__Information__

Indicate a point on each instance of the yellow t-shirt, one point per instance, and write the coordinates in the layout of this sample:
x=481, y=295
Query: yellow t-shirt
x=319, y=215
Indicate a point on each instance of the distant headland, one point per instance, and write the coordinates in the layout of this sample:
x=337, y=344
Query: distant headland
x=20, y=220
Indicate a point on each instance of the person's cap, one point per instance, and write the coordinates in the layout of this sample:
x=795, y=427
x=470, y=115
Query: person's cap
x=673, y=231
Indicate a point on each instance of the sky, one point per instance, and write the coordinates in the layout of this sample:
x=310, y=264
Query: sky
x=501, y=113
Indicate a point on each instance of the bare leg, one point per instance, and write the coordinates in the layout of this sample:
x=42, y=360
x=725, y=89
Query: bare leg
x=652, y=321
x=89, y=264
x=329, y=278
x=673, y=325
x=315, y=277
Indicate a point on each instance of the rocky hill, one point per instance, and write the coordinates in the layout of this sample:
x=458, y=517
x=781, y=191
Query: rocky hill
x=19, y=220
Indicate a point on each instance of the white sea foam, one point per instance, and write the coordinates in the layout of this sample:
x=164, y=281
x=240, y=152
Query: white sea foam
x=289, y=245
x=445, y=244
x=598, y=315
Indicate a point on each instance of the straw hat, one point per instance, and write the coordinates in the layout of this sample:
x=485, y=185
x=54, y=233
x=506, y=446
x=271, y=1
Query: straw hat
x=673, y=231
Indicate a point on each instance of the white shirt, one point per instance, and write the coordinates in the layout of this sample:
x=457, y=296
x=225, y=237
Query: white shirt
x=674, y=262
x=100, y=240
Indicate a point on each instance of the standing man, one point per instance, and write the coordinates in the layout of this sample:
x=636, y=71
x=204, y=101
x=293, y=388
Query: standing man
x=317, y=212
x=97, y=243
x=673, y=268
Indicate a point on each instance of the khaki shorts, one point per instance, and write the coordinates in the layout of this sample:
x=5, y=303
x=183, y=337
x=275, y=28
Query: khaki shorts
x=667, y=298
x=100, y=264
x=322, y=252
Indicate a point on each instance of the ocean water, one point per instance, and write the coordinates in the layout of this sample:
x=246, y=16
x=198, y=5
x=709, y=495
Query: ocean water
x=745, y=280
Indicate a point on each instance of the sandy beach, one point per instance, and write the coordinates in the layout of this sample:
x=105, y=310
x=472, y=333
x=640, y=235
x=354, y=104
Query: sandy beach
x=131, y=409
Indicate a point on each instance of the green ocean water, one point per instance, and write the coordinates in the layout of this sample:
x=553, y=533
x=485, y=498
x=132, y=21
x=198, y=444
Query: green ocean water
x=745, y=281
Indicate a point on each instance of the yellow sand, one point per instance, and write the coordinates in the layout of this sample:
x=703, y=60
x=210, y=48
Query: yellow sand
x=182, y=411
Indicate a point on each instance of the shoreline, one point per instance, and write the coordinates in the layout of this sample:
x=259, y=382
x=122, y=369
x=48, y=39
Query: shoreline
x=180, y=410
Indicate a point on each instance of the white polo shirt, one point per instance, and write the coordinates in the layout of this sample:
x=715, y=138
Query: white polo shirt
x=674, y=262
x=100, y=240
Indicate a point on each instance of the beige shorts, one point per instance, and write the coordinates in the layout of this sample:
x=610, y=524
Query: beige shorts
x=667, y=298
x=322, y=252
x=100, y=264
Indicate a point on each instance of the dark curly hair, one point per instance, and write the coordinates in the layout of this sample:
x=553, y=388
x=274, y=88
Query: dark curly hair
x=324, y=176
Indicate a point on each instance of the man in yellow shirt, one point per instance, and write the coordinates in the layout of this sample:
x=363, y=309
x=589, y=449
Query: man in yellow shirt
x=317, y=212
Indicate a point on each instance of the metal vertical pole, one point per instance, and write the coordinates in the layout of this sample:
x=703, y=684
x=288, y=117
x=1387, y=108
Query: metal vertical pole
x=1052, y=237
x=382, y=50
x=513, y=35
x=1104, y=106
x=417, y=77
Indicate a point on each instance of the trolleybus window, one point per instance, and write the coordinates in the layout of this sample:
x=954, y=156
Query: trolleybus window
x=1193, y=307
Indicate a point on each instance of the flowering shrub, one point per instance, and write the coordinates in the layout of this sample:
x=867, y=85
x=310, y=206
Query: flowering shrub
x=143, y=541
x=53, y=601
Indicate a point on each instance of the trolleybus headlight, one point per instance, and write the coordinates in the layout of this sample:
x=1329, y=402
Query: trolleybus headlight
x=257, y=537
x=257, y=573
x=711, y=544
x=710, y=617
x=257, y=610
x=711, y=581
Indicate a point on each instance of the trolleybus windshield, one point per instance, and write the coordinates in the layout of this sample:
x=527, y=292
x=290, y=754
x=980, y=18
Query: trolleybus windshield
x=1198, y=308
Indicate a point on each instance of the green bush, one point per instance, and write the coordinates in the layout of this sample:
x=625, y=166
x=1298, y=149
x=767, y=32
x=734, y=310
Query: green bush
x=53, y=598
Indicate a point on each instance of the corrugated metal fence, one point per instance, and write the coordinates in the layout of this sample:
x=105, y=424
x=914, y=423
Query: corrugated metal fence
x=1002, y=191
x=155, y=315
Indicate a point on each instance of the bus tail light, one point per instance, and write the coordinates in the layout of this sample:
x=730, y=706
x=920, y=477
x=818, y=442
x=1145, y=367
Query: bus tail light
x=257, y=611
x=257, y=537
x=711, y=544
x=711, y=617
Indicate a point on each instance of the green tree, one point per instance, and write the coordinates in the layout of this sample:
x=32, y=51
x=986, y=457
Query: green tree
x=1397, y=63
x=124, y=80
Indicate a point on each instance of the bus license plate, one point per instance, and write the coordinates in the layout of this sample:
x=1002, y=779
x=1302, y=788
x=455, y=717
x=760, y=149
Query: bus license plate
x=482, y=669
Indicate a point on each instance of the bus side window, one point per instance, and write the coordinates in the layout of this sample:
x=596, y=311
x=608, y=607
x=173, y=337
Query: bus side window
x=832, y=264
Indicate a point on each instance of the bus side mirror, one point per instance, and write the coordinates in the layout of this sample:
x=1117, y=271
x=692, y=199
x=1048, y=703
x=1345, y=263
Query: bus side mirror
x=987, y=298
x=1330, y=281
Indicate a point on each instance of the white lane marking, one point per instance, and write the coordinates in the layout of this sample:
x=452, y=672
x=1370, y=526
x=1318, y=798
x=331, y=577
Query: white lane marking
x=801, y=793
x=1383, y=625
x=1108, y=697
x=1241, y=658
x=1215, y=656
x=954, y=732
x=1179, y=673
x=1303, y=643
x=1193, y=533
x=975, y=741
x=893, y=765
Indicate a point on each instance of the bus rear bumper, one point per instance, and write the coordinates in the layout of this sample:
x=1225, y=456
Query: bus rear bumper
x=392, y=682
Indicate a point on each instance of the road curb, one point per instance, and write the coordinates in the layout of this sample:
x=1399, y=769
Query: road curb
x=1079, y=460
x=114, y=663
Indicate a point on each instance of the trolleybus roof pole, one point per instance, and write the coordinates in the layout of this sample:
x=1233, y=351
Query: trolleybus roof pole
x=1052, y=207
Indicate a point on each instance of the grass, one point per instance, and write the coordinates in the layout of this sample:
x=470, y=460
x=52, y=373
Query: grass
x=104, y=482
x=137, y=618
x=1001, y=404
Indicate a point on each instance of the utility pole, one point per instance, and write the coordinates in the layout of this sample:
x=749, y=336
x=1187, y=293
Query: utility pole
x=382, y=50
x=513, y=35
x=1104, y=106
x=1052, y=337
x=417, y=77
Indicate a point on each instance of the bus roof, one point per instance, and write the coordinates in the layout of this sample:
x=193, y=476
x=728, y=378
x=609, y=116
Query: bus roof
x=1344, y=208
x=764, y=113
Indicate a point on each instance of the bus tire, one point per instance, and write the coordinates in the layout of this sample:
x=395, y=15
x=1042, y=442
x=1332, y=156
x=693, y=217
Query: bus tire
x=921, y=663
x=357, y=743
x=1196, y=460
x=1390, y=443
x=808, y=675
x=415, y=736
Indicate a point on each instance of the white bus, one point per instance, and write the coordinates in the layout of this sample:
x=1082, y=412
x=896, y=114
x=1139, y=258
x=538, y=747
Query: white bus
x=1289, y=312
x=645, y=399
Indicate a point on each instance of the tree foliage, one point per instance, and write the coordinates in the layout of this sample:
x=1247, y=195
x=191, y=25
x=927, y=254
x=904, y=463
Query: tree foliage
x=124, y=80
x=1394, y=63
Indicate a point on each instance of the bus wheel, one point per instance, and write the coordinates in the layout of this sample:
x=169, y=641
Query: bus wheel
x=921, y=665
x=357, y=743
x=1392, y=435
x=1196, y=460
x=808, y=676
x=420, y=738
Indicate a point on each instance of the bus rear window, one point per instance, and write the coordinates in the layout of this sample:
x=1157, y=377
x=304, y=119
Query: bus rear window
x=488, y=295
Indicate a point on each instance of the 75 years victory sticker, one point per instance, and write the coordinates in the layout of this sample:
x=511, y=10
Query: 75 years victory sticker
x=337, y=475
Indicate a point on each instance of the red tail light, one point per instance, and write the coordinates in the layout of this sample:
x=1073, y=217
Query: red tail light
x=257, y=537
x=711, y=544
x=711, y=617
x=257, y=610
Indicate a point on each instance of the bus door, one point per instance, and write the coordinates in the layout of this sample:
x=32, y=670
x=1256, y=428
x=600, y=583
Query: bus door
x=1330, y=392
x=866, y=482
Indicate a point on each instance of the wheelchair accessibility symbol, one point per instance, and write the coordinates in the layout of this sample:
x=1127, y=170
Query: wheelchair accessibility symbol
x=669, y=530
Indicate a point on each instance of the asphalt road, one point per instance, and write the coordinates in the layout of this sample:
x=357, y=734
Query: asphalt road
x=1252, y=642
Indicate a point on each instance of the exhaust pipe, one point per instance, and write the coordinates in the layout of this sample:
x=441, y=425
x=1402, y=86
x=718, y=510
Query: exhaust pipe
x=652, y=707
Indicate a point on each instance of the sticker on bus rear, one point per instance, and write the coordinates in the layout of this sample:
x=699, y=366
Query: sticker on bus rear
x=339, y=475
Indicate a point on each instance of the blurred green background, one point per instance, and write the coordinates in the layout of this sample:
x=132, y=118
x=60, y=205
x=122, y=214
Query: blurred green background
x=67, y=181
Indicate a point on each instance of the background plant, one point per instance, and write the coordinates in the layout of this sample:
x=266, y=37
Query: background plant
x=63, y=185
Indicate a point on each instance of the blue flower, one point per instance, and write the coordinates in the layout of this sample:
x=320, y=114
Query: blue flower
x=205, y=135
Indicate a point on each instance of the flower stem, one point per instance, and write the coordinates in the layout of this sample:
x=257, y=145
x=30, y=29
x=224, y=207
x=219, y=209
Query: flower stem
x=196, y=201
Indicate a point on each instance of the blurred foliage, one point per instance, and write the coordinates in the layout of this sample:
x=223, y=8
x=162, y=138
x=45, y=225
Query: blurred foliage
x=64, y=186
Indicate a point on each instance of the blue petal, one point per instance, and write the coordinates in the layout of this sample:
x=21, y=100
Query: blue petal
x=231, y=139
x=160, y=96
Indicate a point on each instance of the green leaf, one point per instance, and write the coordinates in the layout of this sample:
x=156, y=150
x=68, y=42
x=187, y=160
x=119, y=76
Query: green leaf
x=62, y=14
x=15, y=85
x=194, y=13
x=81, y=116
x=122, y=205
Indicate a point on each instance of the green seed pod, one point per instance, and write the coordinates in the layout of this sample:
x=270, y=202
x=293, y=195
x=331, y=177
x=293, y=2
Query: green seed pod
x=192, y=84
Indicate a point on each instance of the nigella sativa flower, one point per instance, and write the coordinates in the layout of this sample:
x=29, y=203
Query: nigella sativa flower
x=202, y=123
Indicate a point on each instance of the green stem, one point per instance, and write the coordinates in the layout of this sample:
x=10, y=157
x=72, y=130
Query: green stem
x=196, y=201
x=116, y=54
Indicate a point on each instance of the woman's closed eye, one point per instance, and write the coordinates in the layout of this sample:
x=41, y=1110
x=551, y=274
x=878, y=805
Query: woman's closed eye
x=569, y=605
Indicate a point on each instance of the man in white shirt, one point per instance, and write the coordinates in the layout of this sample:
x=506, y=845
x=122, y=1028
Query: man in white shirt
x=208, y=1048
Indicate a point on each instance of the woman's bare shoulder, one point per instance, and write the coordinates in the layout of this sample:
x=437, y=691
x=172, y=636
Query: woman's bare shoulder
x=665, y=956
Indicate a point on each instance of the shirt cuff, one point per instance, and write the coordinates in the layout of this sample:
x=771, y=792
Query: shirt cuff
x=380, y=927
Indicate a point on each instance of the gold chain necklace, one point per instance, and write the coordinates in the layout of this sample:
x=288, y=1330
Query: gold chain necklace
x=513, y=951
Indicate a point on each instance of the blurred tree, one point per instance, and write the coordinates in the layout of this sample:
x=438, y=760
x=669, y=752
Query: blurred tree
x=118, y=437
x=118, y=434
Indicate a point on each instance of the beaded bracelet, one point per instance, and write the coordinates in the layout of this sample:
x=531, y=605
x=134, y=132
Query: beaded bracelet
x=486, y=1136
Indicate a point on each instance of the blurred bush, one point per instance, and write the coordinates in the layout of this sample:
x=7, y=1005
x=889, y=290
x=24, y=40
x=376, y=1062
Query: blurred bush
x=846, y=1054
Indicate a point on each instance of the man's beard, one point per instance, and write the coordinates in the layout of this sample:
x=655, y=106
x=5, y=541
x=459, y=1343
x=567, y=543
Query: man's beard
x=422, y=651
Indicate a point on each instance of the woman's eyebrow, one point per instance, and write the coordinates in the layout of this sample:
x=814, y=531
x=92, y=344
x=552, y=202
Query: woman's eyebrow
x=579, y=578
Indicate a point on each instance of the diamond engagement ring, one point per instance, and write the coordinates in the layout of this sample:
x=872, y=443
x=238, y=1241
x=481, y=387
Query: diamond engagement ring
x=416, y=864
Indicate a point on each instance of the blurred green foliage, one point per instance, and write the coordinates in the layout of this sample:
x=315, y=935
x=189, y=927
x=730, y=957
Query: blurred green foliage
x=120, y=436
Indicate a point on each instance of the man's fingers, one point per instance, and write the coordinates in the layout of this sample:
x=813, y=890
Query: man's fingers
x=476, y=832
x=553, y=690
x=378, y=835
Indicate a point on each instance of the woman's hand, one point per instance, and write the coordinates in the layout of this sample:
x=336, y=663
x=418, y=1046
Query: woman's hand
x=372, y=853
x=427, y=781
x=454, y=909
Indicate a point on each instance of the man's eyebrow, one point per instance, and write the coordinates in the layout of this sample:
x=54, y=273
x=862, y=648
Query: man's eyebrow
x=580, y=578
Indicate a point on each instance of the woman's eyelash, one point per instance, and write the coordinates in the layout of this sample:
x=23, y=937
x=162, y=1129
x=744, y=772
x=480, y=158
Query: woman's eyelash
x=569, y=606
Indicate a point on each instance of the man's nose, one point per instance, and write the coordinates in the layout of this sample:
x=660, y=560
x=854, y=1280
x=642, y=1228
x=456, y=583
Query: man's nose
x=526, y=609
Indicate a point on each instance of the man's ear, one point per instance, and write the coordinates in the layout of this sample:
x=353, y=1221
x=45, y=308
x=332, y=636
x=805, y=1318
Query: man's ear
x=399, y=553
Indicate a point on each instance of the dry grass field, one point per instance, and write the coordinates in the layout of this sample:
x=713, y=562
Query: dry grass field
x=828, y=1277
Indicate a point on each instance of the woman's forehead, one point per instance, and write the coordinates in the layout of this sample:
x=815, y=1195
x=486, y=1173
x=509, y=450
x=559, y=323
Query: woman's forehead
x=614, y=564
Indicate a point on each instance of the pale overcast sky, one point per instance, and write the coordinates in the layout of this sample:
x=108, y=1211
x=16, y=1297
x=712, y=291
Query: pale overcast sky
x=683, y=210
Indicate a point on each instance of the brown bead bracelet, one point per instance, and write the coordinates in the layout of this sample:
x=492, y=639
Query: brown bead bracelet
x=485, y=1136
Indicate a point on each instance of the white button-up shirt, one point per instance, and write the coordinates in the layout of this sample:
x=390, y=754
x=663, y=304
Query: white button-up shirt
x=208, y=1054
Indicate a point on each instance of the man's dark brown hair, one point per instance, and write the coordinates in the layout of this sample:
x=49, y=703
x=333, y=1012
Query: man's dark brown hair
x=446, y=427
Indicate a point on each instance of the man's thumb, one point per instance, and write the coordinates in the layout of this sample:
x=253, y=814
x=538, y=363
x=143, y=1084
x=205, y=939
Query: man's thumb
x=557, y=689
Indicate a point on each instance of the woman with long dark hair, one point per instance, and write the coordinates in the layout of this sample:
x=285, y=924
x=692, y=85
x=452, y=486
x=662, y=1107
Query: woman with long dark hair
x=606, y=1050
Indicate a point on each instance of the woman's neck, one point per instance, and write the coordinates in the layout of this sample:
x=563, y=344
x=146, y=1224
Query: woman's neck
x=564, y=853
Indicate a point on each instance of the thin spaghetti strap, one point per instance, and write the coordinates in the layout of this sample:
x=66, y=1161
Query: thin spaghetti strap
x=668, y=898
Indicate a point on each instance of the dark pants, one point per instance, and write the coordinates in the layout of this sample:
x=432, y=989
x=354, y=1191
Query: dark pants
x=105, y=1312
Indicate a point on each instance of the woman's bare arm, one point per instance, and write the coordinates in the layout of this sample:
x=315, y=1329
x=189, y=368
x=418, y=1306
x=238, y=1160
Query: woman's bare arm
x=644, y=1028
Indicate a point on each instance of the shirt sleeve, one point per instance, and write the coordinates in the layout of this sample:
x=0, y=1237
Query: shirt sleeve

__Task item__
Where a line of the records contains the word "sleeve", count it; state only the final tally.

__Exercise response__
2